- **Short problem**
In the records below, copy out the stretch from the line containing "In this exercise you will locate the power" through the line containing "point(1238, 261)", keeping both of those lines. Give only that stretch.
[Start Exercise materials]
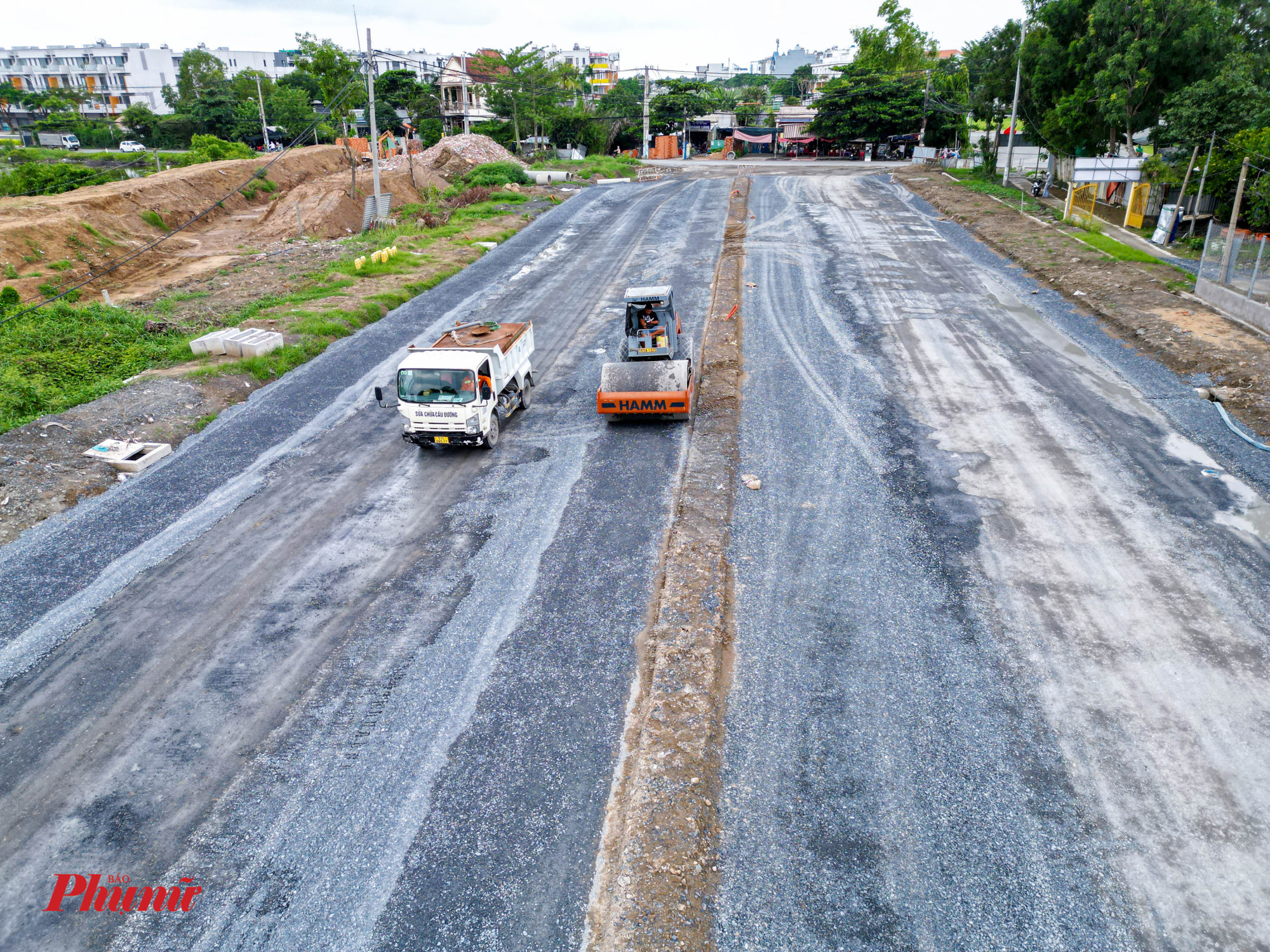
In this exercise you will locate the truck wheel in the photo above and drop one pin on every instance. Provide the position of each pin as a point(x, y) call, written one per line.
point(492, 437)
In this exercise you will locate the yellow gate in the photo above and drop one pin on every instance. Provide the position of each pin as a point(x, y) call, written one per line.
point(1081, 201)
point(1137, 206)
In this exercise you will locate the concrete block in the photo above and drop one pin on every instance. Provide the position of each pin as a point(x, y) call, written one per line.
point(129, 456)
point(261, 345)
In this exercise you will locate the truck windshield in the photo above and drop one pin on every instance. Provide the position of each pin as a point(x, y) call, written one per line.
point(416, 387)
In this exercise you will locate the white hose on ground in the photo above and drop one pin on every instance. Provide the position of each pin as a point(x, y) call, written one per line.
point(1238, 432)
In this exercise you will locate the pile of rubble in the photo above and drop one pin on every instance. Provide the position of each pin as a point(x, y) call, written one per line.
point(457, 155)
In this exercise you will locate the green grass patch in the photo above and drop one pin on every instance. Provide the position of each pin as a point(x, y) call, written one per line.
point(154, 219)
point(421, 286)
point(1117, 249)
point(1010, 196)
point(59, 356)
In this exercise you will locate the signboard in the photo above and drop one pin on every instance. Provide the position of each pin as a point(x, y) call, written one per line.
point(1108, 171)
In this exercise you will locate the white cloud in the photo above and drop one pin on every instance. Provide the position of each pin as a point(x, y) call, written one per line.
point(664, 34)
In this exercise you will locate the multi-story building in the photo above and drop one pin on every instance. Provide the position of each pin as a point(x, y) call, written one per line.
point(112, 78)
point(426, 67)
point(604, 67)
point(463, 101)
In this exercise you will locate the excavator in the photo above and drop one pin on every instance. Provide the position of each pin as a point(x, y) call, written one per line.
point(653, 375)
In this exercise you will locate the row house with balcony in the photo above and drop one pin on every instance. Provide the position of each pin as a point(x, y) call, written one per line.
point(112, 78)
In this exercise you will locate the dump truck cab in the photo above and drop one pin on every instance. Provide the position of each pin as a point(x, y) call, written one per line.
point(459, 392)
point(652, 326)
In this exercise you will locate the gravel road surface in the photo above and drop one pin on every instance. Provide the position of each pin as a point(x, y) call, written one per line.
point(368, 696)
point(1001, 668)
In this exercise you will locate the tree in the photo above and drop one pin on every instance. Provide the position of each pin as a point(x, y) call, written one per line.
point(679, 101)
point(244, 86)
point(1225, 103)
point(215, 112)
point(199, 72)
point(991, 64)
point(897, 48)
point(139, 120)
point(290, 110)
point(333, 70)
point(1140, 51)
point(303, 81)
point(515, 83)
point(398, 88)
point(864, 105)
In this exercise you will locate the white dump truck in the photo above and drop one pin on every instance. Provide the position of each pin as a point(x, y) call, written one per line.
point(59, 140)
point(459, 392)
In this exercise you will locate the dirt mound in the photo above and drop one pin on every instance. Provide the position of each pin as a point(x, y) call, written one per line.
point(62, 239)
point(457, 155)
point(327, 209)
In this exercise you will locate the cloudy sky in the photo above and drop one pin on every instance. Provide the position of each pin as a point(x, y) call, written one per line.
point(670, 35)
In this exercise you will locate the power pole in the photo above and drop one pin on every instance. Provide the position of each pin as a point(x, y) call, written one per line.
point(1203, 176)
point(645, 154)
point(467, 130)
point(375, 133)
point(926, 102)
point(1235, 223)
point(1014, 110)
point(265, 129)
point(1182, 196)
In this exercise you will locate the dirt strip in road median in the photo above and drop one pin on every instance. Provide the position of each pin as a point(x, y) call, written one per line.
point(657, 873)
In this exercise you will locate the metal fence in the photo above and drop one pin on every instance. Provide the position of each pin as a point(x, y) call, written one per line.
point(1238, 261)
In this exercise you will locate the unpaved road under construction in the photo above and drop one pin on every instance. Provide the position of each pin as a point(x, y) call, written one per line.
point(1000, 673)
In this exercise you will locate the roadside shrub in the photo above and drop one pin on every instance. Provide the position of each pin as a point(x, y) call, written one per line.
point(496, 176)
point(210, 149)
point(153, 218)
point(471, 196)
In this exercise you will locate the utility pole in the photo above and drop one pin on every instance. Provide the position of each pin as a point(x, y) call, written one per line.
point(926, 102)
point(1235, 223)
point(1203, 176)
point(1014, 110)
point(260, 100)
point(1182, 196)
point(465, 97)
point(645, 153)
point(375, 133)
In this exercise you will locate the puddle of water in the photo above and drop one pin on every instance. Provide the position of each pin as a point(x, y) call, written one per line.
point(1250, 513)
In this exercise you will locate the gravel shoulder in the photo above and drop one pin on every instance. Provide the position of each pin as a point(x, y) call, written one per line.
point(1141, 304)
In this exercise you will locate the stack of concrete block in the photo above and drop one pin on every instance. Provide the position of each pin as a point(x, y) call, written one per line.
point(237, 342)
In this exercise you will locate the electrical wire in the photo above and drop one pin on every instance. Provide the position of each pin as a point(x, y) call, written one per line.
point(120, 262)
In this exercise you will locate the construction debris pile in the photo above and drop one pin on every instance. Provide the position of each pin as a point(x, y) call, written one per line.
point(458, 155)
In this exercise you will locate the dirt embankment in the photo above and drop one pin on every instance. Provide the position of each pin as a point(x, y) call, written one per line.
point(1133, 300)
point(62, 239)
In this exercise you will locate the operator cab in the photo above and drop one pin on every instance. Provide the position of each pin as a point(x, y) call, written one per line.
point(652, 324)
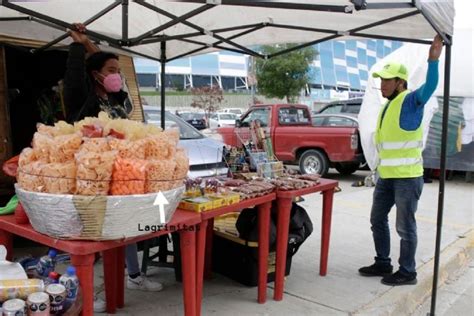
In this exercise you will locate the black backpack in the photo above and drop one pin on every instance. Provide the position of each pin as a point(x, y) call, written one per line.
point(300, 227)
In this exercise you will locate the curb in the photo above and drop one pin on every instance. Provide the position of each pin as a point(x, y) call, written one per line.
point(398, 301)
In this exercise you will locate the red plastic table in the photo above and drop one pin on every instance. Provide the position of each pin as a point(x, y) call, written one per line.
point(83, 255)
point(283, 202)
point(204, 242)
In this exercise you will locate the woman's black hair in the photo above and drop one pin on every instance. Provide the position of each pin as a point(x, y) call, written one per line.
point(97, 60)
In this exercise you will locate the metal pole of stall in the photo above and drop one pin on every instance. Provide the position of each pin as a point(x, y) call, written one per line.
point(125, 21)
point(442, 179)
point(162, 74)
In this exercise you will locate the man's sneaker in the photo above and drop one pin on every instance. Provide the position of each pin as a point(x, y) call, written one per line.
point(99, 305)
point(144, 284)
point(399, 278)
point(376, 269)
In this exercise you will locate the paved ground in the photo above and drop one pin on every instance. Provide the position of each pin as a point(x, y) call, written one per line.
point(456, 296)
point(342, 291)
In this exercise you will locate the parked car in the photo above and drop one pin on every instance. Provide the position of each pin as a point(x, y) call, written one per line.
point(222, 119)
point(346, 106)
point(296, 141)
point(341, 120)
point(236, 111)
point(346, 120)
point(196, 119)
point(205, 154)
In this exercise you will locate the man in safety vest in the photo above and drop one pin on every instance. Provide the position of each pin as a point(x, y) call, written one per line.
point(399, 142)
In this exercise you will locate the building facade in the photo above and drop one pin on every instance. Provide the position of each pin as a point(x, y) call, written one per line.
point(340, 70)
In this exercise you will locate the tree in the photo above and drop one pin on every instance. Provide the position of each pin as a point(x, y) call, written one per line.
point(286, 75)
point(207, 99)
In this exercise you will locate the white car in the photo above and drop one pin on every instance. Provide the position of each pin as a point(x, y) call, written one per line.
point(222, 119)
point(205, 154)
point(236, 111)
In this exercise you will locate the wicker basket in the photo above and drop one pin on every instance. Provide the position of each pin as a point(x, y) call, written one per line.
point(96, 217)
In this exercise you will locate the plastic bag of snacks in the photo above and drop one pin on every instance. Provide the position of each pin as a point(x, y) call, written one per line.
point(158, 176)
point(30, 177)
point(128, 149)
point(94, 172)
point(27, 156)
point(96, 145)
point(60, 178)
point(42, 146)
point(64, 147)
point(128, 176)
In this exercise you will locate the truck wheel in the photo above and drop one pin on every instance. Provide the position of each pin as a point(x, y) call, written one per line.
point(347, 168)
point(314, 161)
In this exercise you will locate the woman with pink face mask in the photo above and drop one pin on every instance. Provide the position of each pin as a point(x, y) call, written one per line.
point(94, 84)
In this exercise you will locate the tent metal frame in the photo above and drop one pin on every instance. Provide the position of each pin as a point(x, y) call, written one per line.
point(152, 37)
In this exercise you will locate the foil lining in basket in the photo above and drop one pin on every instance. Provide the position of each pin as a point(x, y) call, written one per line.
point(96, 217)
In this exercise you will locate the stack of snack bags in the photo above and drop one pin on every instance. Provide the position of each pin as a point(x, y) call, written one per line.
point(101, 156)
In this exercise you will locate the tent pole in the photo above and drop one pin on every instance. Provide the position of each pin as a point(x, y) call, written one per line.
point(87, 22)
point(162, 74)
point(442, 179)
point(125, 20)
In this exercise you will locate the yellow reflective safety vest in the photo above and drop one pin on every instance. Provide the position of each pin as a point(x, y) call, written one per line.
point(399, 150)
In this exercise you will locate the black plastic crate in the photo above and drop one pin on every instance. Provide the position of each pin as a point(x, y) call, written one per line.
point(238, 260)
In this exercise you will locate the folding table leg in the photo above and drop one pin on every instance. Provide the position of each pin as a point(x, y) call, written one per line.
point(200, 252)
point(284, 211)
point(84, 265)
point(6, 239)
point(188, 263)
point(120, 276)
point(263, 248)
point(208, 260)
point(110, 279)
point(325, 230)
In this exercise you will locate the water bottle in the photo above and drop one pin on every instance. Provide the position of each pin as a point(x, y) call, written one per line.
point(71, 283)
point(52, 278)
point(46, 264)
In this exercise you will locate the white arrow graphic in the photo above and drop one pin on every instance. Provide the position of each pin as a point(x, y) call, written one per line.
point(161, 201)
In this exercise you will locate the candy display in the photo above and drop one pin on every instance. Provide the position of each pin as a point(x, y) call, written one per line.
point(101, 156)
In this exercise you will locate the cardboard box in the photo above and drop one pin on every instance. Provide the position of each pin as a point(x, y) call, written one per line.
point(197, 204)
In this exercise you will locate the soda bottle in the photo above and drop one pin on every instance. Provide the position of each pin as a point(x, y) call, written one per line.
point(46, 264)
point(71, 283)
point(52, 278)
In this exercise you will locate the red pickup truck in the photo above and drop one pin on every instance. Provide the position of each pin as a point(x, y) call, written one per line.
point(296, 141)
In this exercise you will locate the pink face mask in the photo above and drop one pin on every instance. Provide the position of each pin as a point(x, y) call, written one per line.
point(112, 83)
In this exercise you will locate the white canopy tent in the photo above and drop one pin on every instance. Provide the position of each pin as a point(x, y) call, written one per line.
point(192, 27)
point(168, 29)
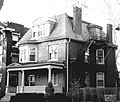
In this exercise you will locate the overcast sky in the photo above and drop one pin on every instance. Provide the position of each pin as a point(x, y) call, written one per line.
point(26, 11)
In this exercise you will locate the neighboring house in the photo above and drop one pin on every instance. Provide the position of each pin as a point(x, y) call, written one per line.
point(62, 49)
point(10, 34)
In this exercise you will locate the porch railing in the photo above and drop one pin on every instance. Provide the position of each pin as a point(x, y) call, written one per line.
point(36, 89)
point(96, 95)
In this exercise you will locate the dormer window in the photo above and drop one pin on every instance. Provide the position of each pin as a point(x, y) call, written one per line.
point(96, 32)
point(42, 28)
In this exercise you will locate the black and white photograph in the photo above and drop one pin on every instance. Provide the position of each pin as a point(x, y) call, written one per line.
point(59, 50)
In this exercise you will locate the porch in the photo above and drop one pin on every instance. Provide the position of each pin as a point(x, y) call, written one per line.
point(31, 89)
point(34, 79)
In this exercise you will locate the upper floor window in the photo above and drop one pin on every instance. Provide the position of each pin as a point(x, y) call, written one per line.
point(100, 79)
point(55, 78)
point(23, 54)
point(87, 56)
point(31, 80)
point(32, 55)
point(53, 52)
point(100, 56)
point(1, 50)
point(0, 77)
point(42, 27)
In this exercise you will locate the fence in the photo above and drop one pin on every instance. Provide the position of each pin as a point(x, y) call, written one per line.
point(96, 95)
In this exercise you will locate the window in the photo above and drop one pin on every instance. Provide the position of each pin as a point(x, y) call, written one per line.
point(100, 79)
point(40, 30)
point(87, 59)
point(0, 61)
point(31, 80)
point(1, 50)
point(0, 77)
point(53, 52)
point(23, 54)
point(55, 78)
point(100, 56)
point(32, 56)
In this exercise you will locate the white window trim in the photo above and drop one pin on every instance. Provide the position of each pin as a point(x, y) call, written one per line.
point(43, 27)
point(53, 77)
point(1, 77)
point(31, 81)
point(35, 54)
point(23, 57)
point(87, 56)
point(97, 80)
point(53, 59)
point(103, 62)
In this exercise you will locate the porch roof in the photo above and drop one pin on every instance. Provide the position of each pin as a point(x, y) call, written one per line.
point(30, 66)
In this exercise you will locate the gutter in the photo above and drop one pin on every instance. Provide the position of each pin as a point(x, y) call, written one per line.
point(68, 63)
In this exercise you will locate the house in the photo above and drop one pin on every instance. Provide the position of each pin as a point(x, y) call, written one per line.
point(10, 34)
point(62, 49)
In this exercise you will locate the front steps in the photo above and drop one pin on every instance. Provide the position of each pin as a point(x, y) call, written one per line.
point(7, 97)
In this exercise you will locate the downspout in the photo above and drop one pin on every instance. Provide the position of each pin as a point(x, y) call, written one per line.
point(68, 64)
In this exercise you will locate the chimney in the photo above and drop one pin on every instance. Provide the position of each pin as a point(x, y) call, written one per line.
point(77, 22)
point(109, 33)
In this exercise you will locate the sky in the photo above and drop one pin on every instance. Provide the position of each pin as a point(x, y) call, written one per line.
point(26, 11)
point(94, 11)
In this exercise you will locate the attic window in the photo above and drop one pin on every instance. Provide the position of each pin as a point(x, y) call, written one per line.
point(96, 32)
point(42, 28)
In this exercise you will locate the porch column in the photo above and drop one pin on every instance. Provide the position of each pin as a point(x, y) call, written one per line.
point(23, 75)
point(49, 74)
point(7, 86)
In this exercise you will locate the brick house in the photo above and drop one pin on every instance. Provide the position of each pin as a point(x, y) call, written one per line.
point(10, 34)
point(62, 49)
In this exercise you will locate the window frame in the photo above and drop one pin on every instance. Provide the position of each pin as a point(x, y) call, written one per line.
point(98, 79)
point(55, 78)
point(35, 54)
point(31, 82)
point(52, 49)
point(0, 77)
point(87, 56)
point(23, 55)
point(101, 57)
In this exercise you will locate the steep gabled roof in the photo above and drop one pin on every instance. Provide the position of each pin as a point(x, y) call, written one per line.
point(62, 29)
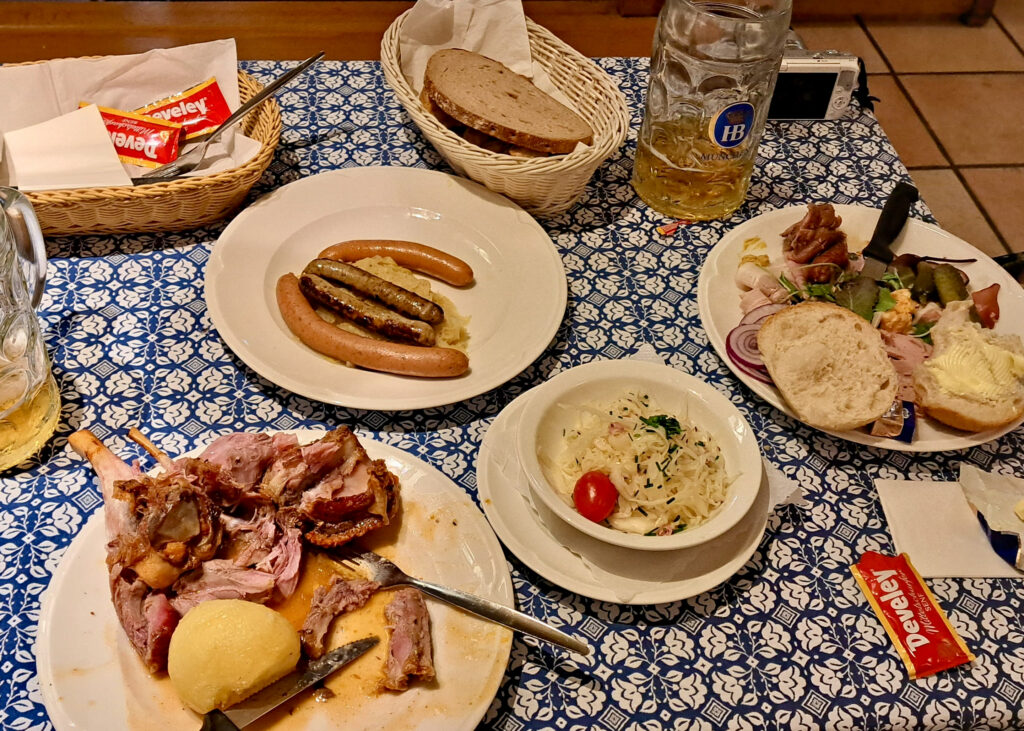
[End Exercise materials]
- **The completed task**
In this exercise you will locate the power pole in the photo above and drop one pin on every instance. Provide the position of each pin as a point(x, y) call, written one per line.
point(1203, 176)
point(645, 154)
point(467, 130)
point(375, 133)
point(926, 102)
point(1235, 223)
point(1014, 110)
point(265, 129)
point(1182, 196)
In this exercise you will locate the dirt strip in road median in the photo above and drop one pin on every instance. Provide the position of each pin as a point(x, y) call, written one per line.
point(657, 873)
In this exercise you will locate the metal fence in the photo above and drop one pin on every instance. Provide the position of each pin as a point(x, y) call, written one per line.
point(1238, 261)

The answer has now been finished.